START

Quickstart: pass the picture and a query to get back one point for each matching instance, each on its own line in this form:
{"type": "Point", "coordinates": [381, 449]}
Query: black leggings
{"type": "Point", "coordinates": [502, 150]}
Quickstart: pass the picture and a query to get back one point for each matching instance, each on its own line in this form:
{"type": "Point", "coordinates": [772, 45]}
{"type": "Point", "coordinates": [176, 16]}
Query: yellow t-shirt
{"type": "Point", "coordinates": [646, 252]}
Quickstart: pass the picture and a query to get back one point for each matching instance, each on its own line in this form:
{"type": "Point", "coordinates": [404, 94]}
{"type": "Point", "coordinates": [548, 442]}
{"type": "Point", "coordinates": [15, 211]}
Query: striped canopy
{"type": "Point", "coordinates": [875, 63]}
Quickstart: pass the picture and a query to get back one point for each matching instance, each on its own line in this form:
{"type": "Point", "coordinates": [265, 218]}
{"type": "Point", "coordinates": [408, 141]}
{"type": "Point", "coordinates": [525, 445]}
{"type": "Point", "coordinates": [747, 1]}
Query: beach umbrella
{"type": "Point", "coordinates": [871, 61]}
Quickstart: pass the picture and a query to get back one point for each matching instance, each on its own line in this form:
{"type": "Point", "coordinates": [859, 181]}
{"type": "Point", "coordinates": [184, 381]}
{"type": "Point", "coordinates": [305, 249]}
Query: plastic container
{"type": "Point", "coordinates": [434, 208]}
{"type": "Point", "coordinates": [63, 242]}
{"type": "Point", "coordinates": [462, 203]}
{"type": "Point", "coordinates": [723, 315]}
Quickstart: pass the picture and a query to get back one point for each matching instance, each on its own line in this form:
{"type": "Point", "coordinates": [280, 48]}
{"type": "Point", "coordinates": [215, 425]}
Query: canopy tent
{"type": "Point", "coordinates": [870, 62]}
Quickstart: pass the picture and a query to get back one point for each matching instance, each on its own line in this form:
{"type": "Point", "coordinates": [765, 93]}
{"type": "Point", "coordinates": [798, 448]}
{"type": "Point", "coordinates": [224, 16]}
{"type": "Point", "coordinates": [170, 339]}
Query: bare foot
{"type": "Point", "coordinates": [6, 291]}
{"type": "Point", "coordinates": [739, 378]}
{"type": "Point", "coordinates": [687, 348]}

END

Show each line in the rows above that contains the word "canopy".

## Solution to the problem
Query: striped canopy
Query: canopy tent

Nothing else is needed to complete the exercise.